■ BLOQUE DE TEXTO:

──────────

A pesar de la difícil situación provocada por la pandemia, el país de los Pirineos acogió, la semana pasada, la XXVII Cumbre Iberoamericana, con la participación de mandatarios de 22 países. La gran mayoría de las reuniones e intervenciones fueron telemáticas, pero el jefe del Estado español, el rey Felipe; el presidente del gobierno, Pedro Sánchez; el presidente portugués, Marcelo Rebelo de Sousa, y el primer ministro, António Costa, quisieron hacer acto de presencia en Andorra.

Los medios de comunicación casi no se han hecho eco de este encuentro, pero esto no obsta para que tenga una gran trascendencia de cara al futuro. Y es que la articulación política de la península Ibérica es una apuesta indispensable si queremos tener más fuerza en los órganos de representación y participación de la Unión Europea.

Por otro lado, las lenguas peninsulares son un formidable instrumento de relación internacional. En la actualidad, casi 900 millones de personas hablan español, portugués o catalán en Europa, América y África. Con buena voluntad, y con la herramienta de la intercomprensión, es muy fácil que personas que tenemos el catalán, el español o el portugués como lengua materna nos podamos entender. En este sentido, recomiendo vivamente el curso de portugués que podéis encontrar en el diario hermano EL TRAPEZIO.

Ahora que vuelve el sempiterno debate sobre la salud y la pervivencia de la lengua catalana creo que el camino correcto es la defensa de la intercomprensión, de levante a poniente y de poniente a levante, más que no la inmersión, la colonización o la canibalización, que son conceptos competitivos, agresivos, antiguos y antitéticos con la esencia del lenguaje, que no es otra que hacer posible la buena comunicación entre los humanos. La intercomprensión entre las tres grandes lenguas peninsulares –dejo de banda al euskera, que no es de raíz latina- es perfectamente factible y asumible.

No tardará que todos tendremos a nuestra disposición unos aparatos muy perfeccionados con los cuales nos podremos pasear por todo el mundo y que nos facilitarán la comprensión y el diálogo con las otras personas, hablen la lengua que hablen. Y viceversa. Del mismo modo que, en el futuro, todos los humanos tendremos una moneda común para hacer las transacciones económicas, también habrá una lingua franca en la cual todos nos podremos entender, salvaguardando, eso sí, la lengua propia que nos han legado nuestros padres y que tenemos que considerar un precioso tesoro digno de ser guardado.

En esta perspectiva, politizar y polemizar sobre la lengua es caduco y cansado. Una lengua la salvaremos si se enseña en las escuelas y la usamos normalmente, sin imposiciones, en público y en privado. El catalán, el español y el portugués (añado el gallego, el valenciano, el bable, la fabla…) no están ni tendrían que estar en guerra: son lenguas vecinas y hermanas que tienen la inmensa mayoría de las palabras y de sus formulaciones sintácticas idénticas.

No se trata de sustituir una por la otra, ni de matar a una para que viva la otra. Cada cual puede usar la suya, con voluntad de entender y de hacerse entender. Los habitantes de la iberofonía nos tendríamos que poder mover, sin ningún complejo de extranjería ni miedo de no ser entendidos, por todos los ámbitos territoriales donde se hablan las tres lenguas. Un portugués se tendría que encontrar como en casa en Barcelona, del mismo modo que un catalán en Brasil o un latinoamericano en Angola.

──────────

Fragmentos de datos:
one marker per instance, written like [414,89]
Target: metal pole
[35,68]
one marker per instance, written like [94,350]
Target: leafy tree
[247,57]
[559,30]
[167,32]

──────────

■ PROBLEMA A:
Traduce al inglés esta oración del texto sobre las lenguas peninsulares: "Una lengua la salvaremos si se enseña en las escuelas y la usamos normalmente, sin imposiciones, en público y en privado."
■ PROBLEMA B:
Según el texto sobre las lenguas peninsulares, ¿qué mandatarios acudieron en persona a Andorra? Nómbralos a todos con el cargo que el texto les atribuye.

■ TU SOLUCIÓN A:
We will save a language if it is taught in schools and we use it normally, without impositions, in public and in private.

■ TU SOLUCIÓN B:
- El rey Felipe, jefe del Estado español
- Pedro Sánchez, presidente del gobierno
- Marcelo Rebelo de Sousa, presidente portugués
- António Costa, primer ministro